▶ _WORK TO BE COMPLETED_
Please give back each line of the material unchanged, but without the images.

▶ _DATA RECORDS_
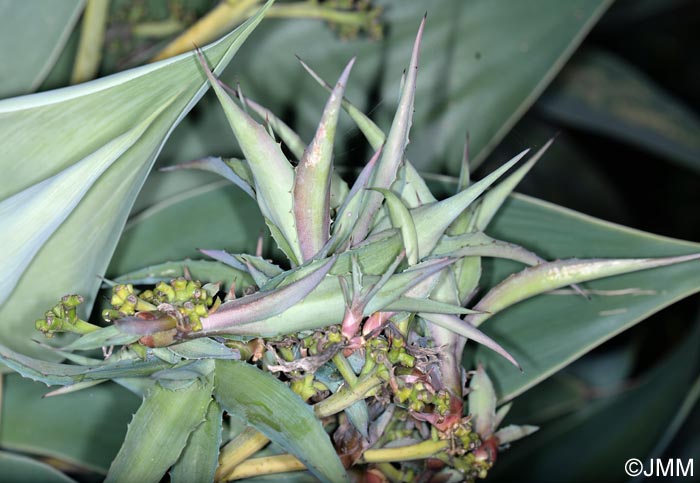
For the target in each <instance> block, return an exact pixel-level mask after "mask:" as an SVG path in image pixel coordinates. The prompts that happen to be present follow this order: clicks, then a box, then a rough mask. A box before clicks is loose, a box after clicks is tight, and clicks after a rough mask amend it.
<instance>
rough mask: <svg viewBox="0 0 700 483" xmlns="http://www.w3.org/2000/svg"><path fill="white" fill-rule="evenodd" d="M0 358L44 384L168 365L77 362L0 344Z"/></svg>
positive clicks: (54, 383) (148, 369) (157, 368)
mask: <svg viewBox="0 0 700 483" xmlns="http://www.w3.org/2000/svg"><path fill="white" fill-rule="evenodd" d="M0 362H2V363H3V364H5V365H7V366H8V367H11V368H12V369H14V370H15V371H17V372H19V373H20V374H21V375H22V376H24V377H27V378H29V379H32V380H34V381H40V382H43V383H44V384H46V385H47V386H54V385H61V386H65V385H70V384H73V383H76V382H81V381H84V380H99V379H114V378H120V377H138V376H149V375H151V374H153V373H154V372H157V371H159V370H162V369H165V368H168V367H170V364H167V363H165V362H163V361H160V360H157V359H156V360H146V361H135V360H121V361H118V362H115V363H112V364H100V365H97V366H77V365H71V364H59V363H56V362H47V361H42V360H39V359H34V358H32V357H28V356H25V355H23V354H19V353H17V352H15V351H13V350H12V349H9V348H7V347H5V346H2V345H0Z"/></svg>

▶ _ANSWER FOR THIS EXERCISE_
For the target in each <instance> block, return an exact pixel-level mask after "mask:" as an SVG path in image pixel coordinates. The prompts that happen to be present follow this order: clicks, then a box, then a rough mask. A box before clicks is loose, a box after clicks is tight, and clicks after a rough mask amend it.
<instance>
rough mask: <svg viewBox="0 0 700 483" xmlns="http://www.w3.org/2000/svg"><path fill="white" fill-rule="evenodd" d="M0 358L44 384L168 365L77 362L0 344Z"/></svg>
positive clicks: (54, 383) (148, 369) (157, 368)
mask: <svg viewBox="0 0 700 483" xmlns="http://www.w3.org/2000/svg"><path fill="white" fill-rule="evenodd" d="M0 362H2V363H3V364H5V365H7V366H8V367H11V368H12V369H14V370H15V371H17V372H19V373H20V374H21V375H22V376H24V377H27V378H29V379H32V380H34V381H40V382H43V383H44V384H46V385H47V386H54V385H61V386H65V385H70V384H73V383H76V382H81V381H84V380H99V379H114V378H120V377H138V376H149V375H151V374H153V373H154V372H157V371H159V370H162V369H165V368H168V367H170V364H167V363H165V362H163V361H160V360H157V359H156V360H146V361H135V360H121V361H118V362H115V363H112V364H100V365H97V366H77V365H71V364H59V363H56V362H47V361H42V360H39V359H34V358H32V357H28V356H25V355H23V354H19V353H17V352H15V351H13V350H12V349H9V348H7V347H5V346H2V345H0Z"/></svg>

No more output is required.